Well, we already talked about the Canada Health Act. That's one possibility, so there are alternatives. However, even if the Emergencies Act is a viable alternative from a legal perspective, I pointed out what are more than political difficulties. These are administrative and financial difficulties, and I think those are greater impediments than are the legal impediments in the Emergencies Act.
The Emergencies Act could do some of these things. It could create a kind of a safety net. It could create a threshold, and the federal government could quite possibly have already acted on that, or it could have used other federal legislation to create that, so clearly the problem lies elsewhere.
The fact that Canada has not invoked the Emergencies Act though, I want to emphasize, is not necessarily a failure of the federal government in this federation. It also reflects the fact that in a decentralized federation, the provinces and the provincial governments bear much more weight.

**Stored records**
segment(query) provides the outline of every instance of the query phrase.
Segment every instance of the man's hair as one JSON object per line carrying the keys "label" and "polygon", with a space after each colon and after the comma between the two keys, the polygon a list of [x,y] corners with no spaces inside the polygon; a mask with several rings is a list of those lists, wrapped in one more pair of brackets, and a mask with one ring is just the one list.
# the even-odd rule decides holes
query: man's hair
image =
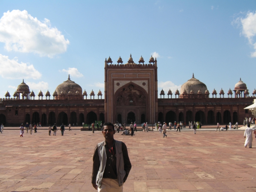
{"label": "man's hair", "polygon": [[113,131],[115,131],[115,126],[114,125],[111,123],[105,123],[103,124],[102,126],[102,129],[104,129],[104,127],[105,126],[111,126],[113,128]]}

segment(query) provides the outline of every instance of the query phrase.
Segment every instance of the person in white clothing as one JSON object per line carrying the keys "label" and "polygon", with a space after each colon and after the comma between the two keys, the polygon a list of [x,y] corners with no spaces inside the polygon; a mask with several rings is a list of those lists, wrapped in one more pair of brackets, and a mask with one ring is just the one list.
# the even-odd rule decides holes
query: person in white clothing
{"label": "person in white clothing", "polygon": [[244,142],[244,147],[246,147],[247,145],[249,146],[249,148],[252,148],[252,133],[253,132],[256,130],[255,129],[252,129],[250,128],[249,124],[247,125],[247,128],[244,131],[244,136],[245,139],[245,142]]}

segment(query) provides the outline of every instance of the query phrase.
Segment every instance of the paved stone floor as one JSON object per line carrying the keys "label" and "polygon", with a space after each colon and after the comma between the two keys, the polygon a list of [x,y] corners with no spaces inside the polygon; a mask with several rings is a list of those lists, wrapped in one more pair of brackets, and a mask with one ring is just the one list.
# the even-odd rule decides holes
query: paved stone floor
{"label": "paved stone floor", "polygon": [[[94,147],[103,140],[101,132],[66,131],[62,136],[59,131],[55,136],[39,130],[23,138],[18,130],[4,132],[0,191],[96,191],[91,178]],[[244,147],[244,131],[167,134],[115,135],[126,144],[132,165],[124,191],[256,191],[256,148]]]}

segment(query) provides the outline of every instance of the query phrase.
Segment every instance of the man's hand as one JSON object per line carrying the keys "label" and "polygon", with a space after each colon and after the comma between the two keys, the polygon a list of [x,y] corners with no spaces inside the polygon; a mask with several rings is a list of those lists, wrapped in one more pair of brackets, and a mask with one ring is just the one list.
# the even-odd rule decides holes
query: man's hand
{"label": "man's hand", "polygon": [[95,189],[97,190],[98,189],[98,186],[96,185],[96,183],[92,183],[92,186]]}

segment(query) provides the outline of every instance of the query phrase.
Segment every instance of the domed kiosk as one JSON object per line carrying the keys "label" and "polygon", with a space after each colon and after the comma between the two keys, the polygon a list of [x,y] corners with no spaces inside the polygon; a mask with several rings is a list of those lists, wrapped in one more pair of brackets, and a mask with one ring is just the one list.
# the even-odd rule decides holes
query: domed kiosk
{"label": "domed kiosk", "polygon": [[[205,91],[207,90],[207,87],[204,83],[195,78],[194,76],[194,74],[193,73],[192,78],[188,80],[188,81],[181,85],[180,88],[180,92],[184,92],[185,90],[187,93],[190,93],[190,94],[191,94],[191,91],[193,90],[193,91],[192,92],[196,93],[196,94],[197,94],[198,93],[198,91],[200,90],[201,92],[204,93],[204,94]],[[193,94],[195,94],[195,93]],[[183,98],[183,96],[182,94],[181,94],[180,96],[180,98]]]}
{"label": "domed kiosk", "polygon": [[[68,80],[59,85],[56,88],[57,96],[54,97],[55,99],[82,99],[82,87],[79,84],[70,80],[69,75]],[[77,91],[79,94],[76,94]]]}

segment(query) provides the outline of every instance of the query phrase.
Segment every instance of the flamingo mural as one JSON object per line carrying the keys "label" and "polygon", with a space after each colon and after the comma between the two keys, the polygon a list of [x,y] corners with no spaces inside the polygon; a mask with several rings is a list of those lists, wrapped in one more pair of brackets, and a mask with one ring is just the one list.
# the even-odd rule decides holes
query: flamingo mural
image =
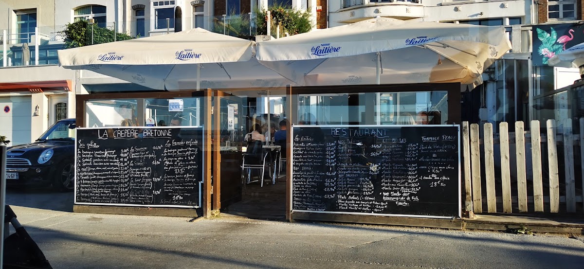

**The problem**
Continue the remarks on Canada's Emergencies Act from the point where they stop. The stored lines have no part in this work.

**Result for this exercise**
One of the advantages of this is that they saw their responsibilities immediately and acted on them, whereas in the United States there were many states that were waiting for the U.S. federal government to move and to act. It did not do so, and as the weeks went on, some of these governments, like the State of New York, finally realized they had to act. We wouldn't want that kind of situation in Canada. Given what we have, it's far better that the provinces feel that the weight to act is predominantly on their shoulders.
Many other things need to be done to ensure that we have pan-Canadian actions and, second of all, that we have national standards that could be set by the federal government in a number of different ways. It should have used, for example, the leverage that it had in paying for the vaccines to set some of those national standards through an agreement, and, if that federal-provincial-territorial agreement had failed, then to act unilaterally and set those standards.